▸ Exercise task: Only the lines from the line containing "Reviewer note: check that every instance of the black" to the end of the entries should be repeated, exactly as they appear.

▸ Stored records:
────────────────────
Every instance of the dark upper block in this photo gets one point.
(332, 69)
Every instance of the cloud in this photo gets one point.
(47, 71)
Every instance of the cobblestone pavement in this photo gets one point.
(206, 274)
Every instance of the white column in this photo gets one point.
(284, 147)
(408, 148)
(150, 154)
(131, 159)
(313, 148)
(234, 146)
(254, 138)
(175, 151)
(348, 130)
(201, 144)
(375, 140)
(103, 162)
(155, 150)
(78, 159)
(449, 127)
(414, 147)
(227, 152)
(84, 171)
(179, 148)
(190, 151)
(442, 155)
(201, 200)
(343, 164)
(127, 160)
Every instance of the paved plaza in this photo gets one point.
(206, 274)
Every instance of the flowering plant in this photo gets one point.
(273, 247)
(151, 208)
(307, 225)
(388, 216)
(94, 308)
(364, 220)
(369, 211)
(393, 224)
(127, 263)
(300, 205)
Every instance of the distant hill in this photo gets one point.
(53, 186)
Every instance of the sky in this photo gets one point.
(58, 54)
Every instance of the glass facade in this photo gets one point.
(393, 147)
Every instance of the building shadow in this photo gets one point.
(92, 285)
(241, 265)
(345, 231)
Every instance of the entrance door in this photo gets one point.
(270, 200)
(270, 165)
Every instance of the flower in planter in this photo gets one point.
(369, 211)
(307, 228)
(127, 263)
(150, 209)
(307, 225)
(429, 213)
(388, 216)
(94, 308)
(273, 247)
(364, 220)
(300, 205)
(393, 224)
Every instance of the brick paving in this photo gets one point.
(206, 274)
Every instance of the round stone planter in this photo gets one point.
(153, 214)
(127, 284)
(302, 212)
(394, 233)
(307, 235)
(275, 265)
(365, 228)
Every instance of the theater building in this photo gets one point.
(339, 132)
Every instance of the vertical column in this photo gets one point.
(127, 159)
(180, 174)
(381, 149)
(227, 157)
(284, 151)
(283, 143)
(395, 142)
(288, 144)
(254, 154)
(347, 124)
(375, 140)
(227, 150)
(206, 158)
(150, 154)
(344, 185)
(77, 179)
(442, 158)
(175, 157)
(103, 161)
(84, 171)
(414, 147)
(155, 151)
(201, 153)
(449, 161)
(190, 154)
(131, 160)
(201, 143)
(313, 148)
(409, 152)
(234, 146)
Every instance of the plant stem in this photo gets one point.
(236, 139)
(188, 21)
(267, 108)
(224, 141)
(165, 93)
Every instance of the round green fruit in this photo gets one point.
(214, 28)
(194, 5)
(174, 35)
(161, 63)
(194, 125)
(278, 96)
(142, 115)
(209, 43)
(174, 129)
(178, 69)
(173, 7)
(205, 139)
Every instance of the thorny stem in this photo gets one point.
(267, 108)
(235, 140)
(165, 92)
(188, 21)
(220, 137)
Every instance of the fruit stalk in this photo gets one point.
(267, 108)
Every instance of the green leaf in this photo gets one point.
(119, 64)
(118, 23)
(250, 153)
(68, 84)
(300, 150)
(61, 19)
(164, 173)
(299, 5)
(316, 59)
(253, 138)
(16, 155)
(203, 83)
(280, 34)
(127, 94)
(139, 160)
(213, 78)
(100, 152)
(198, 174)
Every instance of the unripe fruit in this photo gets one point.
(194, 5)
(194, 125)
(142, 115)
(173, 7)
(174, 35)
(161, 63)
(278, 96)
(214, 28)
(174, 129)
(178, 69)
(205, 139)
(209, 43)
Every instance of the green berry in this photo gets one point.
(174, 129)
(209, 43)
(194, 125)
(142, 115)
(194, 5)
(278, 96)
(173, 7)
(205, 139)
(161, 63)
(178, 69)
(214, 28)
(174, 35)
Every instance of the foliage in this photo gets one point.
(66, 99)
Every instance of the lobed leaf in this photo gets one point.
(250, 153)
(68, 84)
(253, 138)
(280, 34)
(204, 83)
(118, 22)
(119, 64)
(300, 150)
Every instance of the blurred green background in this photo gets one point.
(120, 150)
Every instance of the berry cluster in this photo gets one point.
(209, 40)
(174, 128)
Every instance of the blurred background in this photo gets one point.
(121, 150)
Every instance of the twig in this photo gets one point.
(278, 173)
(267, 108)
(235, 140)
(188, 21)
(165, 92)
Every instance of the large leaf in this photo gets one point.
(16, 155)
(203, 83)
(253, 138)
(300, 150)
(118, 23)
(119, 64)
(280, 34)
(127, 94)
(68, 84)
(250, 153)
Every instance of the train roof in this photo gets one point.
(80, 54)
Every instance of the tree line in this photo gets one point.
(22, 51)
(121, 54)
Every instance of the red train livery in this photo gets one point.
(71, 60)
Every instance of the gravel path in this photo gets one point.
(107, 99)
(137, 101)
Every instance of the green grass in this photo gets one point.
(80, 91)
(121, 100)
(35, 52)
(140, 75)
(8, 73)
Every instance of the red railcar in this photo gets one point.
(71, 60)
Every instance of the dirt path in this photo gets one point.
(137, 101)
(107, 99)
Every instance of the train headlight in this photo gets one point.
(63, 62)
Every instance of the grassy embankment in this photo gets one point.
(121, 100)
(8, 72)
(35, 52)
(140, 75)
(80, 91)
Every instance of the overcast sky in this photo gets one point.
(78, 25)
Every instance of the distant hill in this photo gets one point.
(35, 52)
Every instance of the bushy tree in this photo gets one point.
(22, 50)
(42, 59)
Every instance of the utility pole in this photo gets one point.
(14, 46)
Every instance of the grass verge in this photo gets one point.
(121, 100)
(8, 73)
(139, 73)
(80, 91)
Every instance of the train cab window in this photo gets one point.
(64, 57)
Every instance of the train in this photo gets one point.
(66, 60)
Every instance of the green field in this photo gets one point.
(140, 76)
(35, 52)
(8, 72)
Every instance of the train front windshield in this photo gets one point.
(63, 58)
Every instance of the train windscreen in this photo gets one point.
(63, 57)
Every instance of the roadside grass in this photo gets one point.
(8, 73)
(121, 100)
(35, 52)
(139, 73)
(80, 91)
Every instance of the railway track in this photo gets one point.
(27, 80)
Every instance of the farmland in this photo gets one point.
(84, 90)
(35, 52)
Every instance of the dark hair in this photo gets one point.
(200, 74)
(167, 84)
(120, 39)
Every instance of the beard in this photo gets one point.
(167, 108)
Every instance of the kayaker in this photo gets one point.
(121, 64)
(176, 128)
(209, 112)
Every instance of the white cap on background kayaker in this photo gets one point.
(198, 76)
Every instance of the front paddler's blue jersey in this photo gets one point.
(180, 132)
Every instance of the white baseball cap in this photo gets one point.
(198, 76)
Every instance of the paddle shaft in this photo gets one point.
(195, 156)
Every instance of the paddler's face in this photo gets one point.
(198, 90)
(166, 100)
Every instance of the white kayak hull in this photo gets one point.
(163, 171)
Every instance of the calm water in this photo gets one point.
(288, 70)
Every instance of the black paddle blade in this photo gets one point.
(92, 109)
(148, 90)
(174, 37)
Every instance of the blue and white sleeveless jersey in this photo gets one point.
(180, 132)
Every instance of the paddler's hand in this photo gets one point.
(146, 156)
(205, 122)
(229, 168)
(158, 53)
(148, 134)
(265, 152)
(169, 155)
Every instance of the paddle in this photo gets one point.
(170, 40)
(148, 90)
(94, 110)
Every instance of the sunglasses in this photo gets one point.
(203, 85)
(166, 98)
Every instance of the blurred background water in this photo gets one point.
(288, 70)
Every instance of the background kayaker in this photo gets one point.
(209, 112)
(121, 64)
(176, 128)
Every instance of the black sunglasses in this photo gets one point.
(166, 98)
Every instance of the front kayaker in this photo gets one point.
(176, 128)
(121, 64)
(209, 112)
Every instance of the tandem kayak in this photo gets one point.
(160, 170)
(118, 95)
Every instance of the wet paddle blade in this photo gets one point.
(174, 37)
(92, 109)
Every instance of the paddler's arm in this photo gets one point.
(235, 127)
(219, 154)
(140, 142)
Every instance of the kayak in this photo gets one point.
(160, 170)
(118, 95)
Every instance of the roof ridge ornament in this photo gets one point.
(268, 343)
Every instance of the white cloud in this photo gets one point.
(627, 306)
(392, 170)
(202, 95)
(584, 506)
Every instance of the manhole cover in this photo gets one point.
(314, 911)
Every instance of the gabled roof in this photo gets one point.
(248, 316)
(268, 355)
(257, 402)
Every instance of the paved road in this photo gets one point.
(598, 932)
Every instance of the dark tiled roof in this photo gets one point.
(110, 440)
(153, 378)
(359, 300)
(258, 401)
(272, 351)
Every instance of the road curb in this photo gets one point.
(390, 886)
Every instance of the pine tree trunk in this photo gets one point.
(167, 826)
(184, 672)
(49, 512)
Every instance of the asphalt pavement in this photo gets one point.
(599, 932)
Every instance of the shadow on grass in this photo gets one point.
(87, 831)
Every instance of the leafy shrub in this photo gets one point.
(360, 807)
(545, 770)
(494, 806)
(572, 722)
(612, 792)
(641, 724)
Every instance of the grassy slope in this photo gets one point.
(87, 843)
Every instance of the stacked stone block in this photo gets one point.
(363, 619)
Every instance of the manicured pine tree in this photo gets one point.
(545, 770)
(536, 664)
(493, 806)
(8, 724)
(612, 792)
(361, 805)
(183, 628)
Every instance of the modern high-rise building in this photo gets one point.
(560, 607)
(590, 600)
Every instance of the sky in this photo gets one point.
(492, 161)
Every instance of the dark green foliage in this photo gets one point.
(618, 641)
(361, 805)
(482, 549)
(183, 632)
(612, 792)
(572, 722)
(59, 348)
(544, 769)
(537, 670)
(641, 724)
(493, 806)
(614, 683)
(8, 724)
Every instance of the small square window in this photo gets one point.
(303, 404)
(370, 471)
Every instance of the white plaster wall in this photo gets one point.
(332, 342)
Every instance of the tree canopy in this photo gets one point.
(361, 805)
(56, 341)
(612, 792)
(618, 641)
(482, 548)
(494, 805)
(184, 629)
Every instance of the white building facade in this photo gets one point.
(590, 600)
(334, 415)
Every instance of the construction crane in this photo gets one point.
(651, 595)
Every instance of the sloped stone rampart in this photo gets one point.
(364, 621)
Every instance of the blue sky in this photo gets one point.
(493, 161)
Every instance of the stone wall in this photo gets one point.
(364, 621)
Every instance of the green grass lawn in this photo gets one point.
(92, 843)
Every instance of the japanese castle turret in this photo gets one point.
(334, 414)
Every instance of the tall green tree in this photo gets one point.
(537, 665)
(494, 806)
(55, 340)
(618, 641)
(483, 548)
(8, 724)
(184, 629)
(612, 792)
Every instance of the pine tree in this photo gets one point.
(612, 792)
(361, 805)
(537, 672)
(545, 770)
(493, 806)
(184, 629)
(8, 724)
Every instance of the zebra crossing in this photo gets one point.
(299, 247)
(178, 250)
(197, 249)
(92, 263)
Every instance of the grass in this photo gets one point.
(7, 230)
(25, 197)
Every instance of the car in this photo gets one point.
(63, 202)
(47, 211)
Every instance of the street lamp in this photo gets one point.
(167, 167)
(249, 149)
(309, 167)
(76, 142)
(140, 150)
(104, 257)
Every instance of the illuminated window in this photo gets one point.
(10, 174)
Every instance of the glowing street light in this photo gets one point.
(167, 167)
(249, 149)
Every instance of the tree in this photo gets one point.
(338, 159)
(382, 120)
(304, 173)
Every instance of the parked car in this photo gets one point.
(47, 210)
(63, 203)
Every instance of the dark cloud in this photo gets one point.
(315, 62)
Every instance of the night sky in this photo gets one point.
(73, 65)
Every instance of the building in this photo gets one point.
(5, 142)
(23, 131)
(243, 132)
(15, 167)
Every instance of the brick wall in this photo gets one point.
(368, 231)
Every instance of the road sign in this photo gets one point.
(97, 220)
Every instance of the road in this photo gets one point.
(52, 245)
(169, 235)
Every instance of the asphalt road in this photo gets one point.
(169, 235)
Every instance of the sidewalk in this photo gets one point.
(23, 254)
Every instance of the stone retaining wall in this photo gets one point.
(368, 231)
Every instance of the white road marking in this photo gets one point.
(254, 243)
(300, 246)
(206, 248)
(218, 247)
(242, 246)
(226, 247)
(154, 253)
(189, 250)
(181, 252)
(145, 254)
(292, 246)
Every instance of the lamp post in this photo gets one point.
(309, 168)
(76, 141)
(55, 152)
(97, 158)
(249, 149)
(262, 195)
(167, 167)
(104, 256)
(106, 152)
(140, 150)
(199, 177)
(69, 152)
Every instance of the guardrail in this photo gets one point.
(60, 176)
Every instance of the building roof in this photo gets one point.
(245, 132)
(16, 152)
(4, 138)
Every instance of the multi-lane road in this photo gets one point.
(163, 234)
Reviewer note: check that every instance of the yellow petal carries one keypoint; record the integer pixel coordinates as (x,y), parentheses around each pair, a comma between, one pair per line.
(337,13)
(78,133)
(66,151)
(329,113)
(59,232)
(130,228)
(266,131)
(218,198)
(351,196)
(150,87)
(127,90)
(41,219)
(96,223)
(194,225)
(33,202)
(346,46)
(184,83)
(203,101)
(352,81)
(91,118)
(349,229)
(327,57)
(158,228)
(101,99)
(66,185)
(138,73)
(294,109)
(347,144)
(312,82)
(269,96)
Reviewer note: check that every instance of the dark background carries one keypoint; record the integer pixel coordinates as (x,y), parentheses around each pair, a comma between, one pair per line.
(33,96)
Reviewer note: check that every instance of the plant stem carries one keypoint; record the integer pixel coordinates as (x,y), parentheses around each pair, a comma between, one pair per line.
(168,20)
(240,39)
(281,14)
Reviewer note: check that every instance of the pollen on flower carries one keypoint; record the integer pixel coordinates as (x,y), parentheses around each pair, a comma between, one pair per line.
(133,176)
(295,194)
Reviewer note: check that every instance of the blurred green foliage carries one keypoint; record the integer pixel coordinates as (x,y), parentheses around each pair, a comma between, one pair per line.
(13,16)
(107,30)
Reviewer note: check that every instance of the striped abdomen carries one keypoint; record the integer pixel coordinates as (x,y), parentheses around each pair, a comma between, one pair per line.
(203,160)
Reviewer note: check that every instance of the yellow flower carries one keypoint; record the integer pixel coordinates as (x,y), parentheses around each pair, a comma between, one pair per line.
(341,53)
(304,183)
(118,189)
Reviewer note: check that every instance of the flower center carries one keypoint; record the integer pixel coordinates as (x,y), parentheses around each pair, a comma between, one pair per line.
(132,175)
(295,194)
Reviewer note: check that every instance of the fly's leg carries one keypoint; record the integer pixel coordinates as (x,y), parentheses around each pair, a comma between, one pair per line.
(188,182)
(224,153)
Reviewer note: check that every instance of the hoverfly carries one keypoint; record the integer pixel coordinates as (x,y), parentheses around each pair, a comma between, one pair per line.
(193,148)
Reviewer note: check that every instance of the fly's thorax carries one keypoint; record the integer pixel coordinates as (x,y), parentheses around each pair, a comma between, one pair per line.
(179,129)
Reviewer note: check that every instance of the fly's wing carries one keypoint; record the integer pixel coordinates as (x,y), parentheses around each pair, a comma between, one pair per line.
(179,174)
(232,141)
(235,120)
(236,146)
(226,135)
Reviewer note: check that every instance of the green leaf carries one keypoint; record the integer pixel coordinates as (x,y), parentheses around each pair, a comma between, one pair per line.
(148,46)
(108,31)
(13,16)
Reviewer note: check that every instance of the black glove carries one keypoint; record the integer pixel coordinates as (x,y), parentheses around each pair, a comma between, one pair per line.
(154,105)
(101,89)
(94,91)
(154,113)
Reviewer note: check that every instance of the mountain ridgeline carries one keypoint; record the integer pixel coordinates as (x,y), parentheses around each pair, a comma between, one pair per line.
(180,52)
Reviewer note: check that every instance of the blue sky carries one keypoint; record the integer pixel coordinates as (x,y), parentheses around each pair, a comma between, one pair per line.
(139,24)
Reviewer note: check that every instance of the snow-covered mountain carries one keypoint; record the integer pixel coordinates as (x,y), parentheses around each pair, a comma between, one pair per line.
────────────────────
▸ Solution below:
Reviewer note: check that every instance of the black glove carries one keypoint; record the integer pixel coordinates as (x,y), parentheses around each pair, a comma between, one pair per line.
(154,105)
(101,89)
(94,91)
(154,113)
Reviewer note: check that every instance of the mountain ridgeline carries one keypoint; record the integer pixel coordinates as (x,y), parentheses around each pair, a comma between, one pair per line.
(180,52)
Reviewer note: check that every instance of the blue sky carries one keypoint; record the integer pixel coordinates as (x,y), parentheses around each pair, a comma between, one pair per line.
(139,24)
Reviewer note: check that every instance of the snow-covered mountain carries one keypoint; record the integer pixel coordinates as (x,y), parentheses around each pair, a comma between, one pair per line.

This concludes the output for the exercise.